* _A block of data_
============

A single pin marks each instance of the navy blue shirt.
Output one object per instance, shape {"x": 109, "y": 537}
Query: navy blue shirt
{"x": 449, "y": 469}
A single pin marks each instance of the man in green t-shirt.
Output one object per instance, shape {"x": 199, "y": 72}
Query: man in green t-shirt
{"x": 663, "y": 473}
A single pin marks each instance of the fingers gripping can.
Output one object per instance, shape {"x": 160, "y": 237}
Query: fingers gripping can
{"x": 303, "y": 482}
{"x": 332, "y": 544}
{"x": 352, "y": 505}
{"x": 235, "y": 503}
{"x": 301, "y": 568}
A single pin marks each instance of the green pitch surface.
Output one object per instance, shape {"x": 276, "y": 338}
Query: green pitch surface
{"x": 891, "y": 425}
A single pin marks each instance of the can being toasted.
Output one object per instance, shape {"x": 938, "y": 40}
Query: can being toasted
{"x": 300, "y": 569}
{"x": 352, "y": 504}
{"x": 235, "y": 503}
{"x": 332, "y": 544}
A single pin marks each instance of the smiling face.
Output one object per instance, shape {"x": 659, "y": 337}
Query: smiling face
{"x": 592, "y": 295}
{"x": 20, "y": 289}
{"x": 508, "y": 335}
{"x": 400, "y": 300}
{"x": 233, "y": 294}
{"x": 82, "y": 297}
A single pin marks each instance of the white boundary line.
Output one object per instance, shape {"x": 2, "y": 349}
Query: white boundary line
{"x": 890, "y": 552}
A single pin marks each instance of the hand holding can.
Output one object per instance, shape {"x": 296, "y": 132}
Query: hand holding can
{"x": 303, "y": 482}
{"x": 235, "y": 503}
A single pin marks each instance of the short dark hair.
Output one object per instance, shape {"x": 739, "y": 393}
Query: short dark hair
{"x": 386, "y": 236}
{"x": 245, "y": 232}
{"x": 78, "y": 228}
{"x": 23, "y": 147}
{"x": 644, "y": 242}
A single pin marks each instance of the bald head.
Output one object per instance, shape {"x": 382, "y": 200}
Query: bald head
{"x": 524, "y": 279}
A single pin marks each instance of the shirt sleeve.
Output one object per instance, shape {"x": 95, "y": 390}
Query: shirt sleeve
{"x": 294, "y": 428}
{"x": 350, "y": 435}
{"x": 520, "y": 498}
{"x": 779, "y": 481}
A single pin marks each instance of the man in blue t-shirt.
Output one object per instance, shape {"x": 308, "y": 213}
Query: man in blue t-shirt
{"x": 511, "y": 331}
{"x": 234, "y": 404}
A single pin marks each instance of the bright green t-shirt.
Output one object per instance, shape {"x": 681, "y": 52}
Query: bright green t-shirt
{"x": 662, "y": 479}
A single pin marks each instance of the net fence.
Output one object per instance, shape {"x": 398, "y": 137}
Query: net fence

============

Quote every line of the data, word for word.

A single pin marks each instance of the navy blue shirt.
Output one object per instance, shape {"x": 109, "y": 537}
Query: navy blue shirt
{"x": 449, "y": 469}
A single pin marks each instance of the man in green t-shirt.
Output one object per instance, shape {"x": 199, "y": 72}
Query: man in green t-shirt
{"x": 663, "y": 473}
A single pin marks each instance of the fingers gripping can.
Output one object per instance, shape {"x": 160, "y": 237}
Query: fingers gripping can
{"x": 303, "y": 482}
{"x": 332, "y": 544}
{"x": 352, "y": 505}
{"x": 235, "y": 503}
{"x": 301, "y": 568}
A single pin marks each instance of the green pitch surface.
Output one object per instance, shape {"x": 276, "y": 338}
Query: green pitch surface
{"x": 891, "y": 425}
A single pin marks each instance of the can being toasted.
Output one object per instance, shape {"x": 938, "y": 40}
Query: can being toasted
{"x": 300, "y": 569}
{"x": 352, "y": 504}
{"x": 235, "y": 503}
{"x": 332, "y": 544}
A single pin marks each instance of the smiling face.
Output one object per instance, shape {"x": 659, "y": 337}
Query: smiling face
{"x": 592, "y": 295}
{"x": 20, "y": 289}
{"x": 508, "y": 335}
{"x": 400, "y": 300}
{"x": 233, "y": 294}
{"x": 82, "y": 297}
A single pin marks each instance of the white boundary line.
Output one object per instance, shape {"x": 2, "y": 349}
Query: white boundary line
{"x": 890, "y": 552}
A single pin marks each instance of the hand holding can.
Output one object per instance, shape {"x": 296, "y": 132}
Query: hand holding can
{"x": 303, "y": 482}
{"x": 235, "y": 503}
A single pin marks each instance of the short dark hair.
Output one object per instance, shape {"x": 739, "y": 393}
Query: short dark hair
{"x": 386, "y": 236}
{"x": 245, "y": 232}
{"x": 78, "y": 228}
{"x": 23, "y": 147}
{"x": 644, "y": 242}
A single pin marks each instance of the bald head.
Output one object per instance, shape {"x": 382, "y": 200}
Query: bald head
{"x": 524, "y": 279}
A single pin marks each instance of the shirt sleeve.
Output one object per instance, shape {"x": 95, "y": 390}
Query: shirt sleeve
{"x": 294, "y": 428}
{"x": 350, "y": 435}
{"x": 520, "y": 498}
{"x": 779, "y": 481}
A single pin marks each instance of the man in blue t-shirt.
Output one object per instance, shape {"x": 308, "y": 213}
Query: man in blue t-shirt
{"x": 511, "y": 331}
{"x": 234, "y": 404}
A single pin marks each instance of the bright green t-shirt.
Output one object per instance, shape {"x": 681, "y": 52}
Query: bright green t-shirt
{"x": 662, "y": 479}
A single pin marks each instance of the net fence.
Output one object per instance, shape {"x": 398, "y": 137}
Query: net fence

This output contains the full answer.